▸ **Direction**:
Make an exact copy of the listing below.

[Stored data entries]
+++

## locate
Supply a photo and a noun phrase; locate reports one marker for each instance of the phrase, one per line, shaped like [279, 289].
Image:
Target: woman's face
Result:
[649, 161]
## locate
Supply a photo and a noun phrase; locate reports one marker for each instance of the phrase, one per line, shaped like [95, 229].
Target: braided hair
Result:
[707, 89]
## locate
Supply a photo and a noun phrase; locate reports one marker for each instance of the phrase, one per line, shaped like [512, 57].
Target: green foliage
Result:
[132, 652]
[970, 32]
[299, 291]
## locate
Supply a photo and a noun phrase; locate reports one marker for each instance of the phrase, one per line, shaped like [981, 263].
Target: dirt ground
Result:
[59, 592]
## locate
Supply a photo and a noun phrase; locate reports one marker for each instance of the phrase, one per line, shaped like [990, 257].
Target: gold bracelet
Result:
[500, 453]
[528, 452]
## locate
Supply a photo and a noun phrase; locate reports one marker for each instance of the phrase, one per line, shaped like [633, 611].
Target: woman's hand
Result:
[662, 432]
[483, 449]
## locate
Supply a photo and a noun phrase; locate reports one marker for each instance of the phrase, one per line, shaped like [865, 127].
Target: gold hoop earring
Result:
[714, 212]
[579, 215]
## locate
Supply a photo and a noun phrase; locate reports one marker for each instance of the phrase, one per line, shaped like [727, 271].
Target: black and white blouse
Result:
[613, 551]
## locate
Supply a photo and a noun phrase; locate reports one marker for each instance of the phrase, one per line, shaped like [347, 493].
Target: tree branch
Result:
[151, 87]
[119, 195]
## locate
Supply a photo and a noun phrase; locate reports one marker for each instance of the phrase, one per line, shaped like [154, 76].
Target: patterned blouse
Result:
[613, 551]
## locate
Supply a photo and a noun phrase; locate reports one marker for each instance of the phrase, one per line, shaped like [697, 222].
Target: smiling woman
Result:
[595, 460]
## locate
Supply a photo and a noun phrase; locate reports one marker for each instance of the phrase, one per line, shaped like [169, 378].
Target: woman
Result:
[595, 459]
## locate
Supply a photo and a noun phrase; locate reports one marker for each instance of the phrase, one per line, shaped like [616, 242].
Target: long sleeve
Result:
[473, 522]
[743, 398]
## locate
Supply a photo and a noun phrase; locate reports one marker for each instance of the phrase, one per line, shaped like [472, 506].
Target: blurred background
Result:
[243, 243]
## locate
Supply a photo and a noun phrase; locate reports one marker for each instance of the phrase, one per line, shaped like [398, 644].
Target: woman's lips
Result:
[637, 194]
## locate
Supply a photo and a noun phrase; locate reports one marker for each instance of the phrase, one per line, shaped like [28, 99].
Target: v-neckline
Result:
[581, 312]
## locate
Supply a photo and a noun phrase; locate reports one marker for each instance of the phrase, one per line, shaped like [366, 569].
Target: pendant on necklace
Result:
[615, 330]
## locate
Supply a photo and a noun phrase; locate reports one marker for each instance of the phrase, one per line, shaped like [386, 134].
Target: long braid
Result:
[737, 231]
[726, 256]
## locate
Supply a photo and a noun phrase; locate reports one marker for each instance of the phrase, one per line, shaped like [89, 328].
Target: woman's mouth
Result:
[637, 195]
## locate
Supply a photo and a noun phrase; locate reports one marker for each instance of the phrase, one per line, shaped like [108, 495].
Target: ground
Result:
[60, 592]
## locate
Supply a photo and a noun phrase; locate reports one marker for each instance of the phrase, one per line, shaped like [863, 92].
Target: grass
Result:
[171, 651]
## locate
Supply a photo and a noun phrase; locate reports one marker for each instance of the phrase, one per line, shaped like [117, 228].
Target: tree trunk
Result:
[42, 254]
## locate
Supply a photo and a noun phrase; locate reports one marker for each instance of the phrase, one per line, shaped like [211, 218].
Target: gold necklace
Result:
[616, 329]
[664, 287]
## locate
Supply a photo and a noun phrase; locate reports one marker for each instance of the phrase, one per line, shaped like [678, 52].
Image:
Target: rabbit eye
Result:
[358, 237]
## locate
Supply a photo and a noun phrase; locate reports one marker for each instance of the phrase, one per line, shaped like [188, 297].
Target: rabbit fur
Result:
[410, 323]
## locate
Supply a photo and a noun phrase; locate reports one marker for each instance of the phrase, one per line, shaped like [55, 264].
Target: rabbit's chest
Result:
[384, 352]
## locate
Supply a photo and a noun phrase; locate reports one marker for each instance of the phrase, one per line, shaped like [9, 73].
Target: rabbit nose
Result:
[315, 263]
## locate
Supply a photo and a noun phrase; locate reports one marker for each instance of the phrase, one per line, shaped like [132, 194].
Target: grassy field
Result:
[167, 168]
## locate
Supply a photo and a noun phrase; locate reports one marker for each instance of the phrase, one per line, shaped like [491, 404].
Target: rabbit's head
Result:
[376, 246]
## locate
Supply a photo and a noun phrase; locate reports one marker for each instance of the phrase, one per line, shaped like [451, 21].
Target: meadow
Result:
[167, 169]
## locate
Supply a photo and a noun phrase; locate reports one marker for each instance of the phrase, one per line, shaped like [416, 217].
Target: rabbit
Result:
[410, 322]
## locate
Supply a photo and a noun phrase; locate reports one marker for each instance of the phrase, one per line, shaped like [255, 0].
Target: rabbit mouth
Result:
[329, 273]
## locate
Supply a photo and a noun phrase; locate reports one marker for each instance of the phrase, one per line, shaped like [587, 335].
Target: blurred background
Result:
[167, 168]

+++

▸ **Output of the exercise**:
## locate
Supply a photo and a noun phrase; locate reports one marker for each instance of the phrase, one per line, shaped like [279, 289].
Image:
Target: woman's face
Result:
[649, 161]
## locate
Supply a photo and a noun phrase; locate reports one marker for each instance of the phrase, one per line, shaped like [95, 229].
Target: braided hair
Result:
[707, 89]
## locate
Supply a photo and a noun phrase; locate reports one marker for each instance of the phrase, one per line, shaped like [512, 57].
Target: green foliage
Result:
[132, 652]
[970, 32]
[299, 291]
## locate
Supply a photo and a noun phrase; locate reports one marker for each instance of the phrase, one per line, shaped like [981, 263].
Target: dirt ground
Result:
[59, 592]
## locate
Supply a photo and a noun phrase; locate reports one marker for each instance of the phrase, one per line, shaped like [990, 257].
Target: gold bracelet
Result:
[500, 453]
[528, 452]
## locate
Supply a photo and a noun phrase; locate reports one marker for each instance of the phrase, one per line, shaped like [633, 611].
Target: woman's hand
Result:
[662, 432]
[483, 449]
## locate
Supply a photo and a noun phrase; locate reports one marker for each instance of the phrase, one per line, shaped like [865, 127].
Target: gold hoop earring
Result:
[714, 212]
[579, 215]
## locate
Supply a photo and a noun phrase; locate reports one marker for each instance of the phrase, one per line, shaped like [727, 271].
Target: black and white blouse
Result:
[613, 551]
## locate
Supply a photo and a noun phrase; locate reports one marker for each instance of the phrase, one per line, shaped like [347, 493].
Target: tree branch
Result:
[151, 87]
[119, 195]
## locate
Supply a photo and a noun phrase; locate reports one marker for each instance of the phrase, one per line, shaped like [154, 76].
Target: patterned blouse
Result:
[613, 551]
## locate
Supply a photo and a noun phrase; locate reports one marker for each instance of the phrase, one per line, shaped like [697, 222].
Target: smiling woman
Result:
[595, 460]
## locate
Supply a photo and a noun phrase; locate reports one marker for each instance of the phrase, one per line, shaped like [169, 378].
Target: woman
Result:
[595, 459]
## locate
Supply a photo and a noun phrase; locate reports one marker for each instance of the phrase, one per line, shaped like [616, 242].
Target: long sleeve
Result:
[473, 522]
[743, 398]
## locate
Supply a photo and a noun phrase; locate reports one marker for each instance of the phrase, one per line, shaped like [472, 506].
Target: blurred background
Result:
[243, 243]
## locate
Supply a photo and a noun phrase; locate reports one marker for each instance of the phrase, one per line, shaped like [398, 644].
Target: woman's lips
Result:
[637, 194]
## locate
Supply a photo and a noun phrase; locate reports one marker for each instance of the phrase, one per line, shaped like [28, 99].
Target: v-neckline
Result:
[581, 312]
## locate
Supply a photo and a noun phrase; locate reports one marker for each instance of the phrase, one per line, shaped like [366, 569].
Target: pendant on necklace
Result:
[615, 330]
## locate
Supply a photo and a noun phrase; locate reports one marker for each instance of the phrase, one per line, shaped like [386, 134].
Target: long braid
Result:
[737, 231]
[726, 256]
## locate
Supply a photo and a noun phrase; locate reports one marker for each instance of the phrase, one per line, shaped like [89, 328].
Target: woman's mouth
Result:
[637, 195]
## locate
Supply a photo and a noun phrase; locate reports one marker for each instance of the phrase, one per line, shaped like [108, 495].
Target: ground
Result:
[60, 592]
## locate
Supply a photo and a noun phrase; locate reports one marker for each instance of the phrase, one per line, shaped like [863, 92].
Target: grass
Result:
[171, 651]
## locate
Supply a photo and a noun phrase; locate reports one marker for each instance of the phrase, one per line, shaped like [117, 228].
Target: tree trunk
Result:
[42, 254]
## locate
Supply a photo and a noun phrase; locate reports one marker for each instance of the phrase, one per line, shaped like [211, 218].
Target: gold necklace
Result:
[616, 329]
[664, 287]
## locate
Supply a photo and a noun phrase; locate reports one marker for each instance of the phrase, one per line, shaped like [678, 52].
Image:
Target: rabbit eye
Result:
[358, 237]
## locate
Supply a photo and a noun phrase; locate reports one marker for each instance of the phrase, one per line, shaped like [188, 297].
Target: rabbit fur
Result:
[410, 323]
## locate
Supply a photo and a noun phrase; locate reports one marker for each instance of the phrase, one per line, shaped like [55, 264].
Target: rabbit's chest
Result:
[384, 352]
## locate
Supply a photo and a noun phrase; locate reports one marker for each instance of the phrase, one per line, shaped like [9, 73].
Target: rabbit nose
Result:
[315, 263]
## locate
Supply a photo and a noun phrase; locate reports one marker for each instance of the phrase, one per line, shaped like [132, 194].
Target: grassy field
Result:
[167, 168]
## locate
Supply a photo and a noun phrase; locate reports one marker for each instance of the phrase, one per line, shaped like [491, 404].
Target: rabbit's head
Result:
[376, 246]
## locate
Supply a photo and a noun phrase; locate reports one marker for each instance of the phrase, one per line, shaped like [451, 21].
Target: meadow
Result:
[167, 169]
## locate
Supply a photo and a noun phrase; locate reports one marker for each instance of the phrase, one per line, shaped like [416, 217].
Target: rabbit
Result:
[410, 322]
## locate
Supply a photo and a noun phrase; locate reports one marker for each instance of the phrase, one per line, shaped like [255, 0].
Target: rabbit mouth
Result:
[329, 273]
## locate
Supply a photo and a noun phrase; locate reports one marker for each instance of the phrase, one per line, shaped like [587, 335].
Target: blurred background
Result:
[167, 168]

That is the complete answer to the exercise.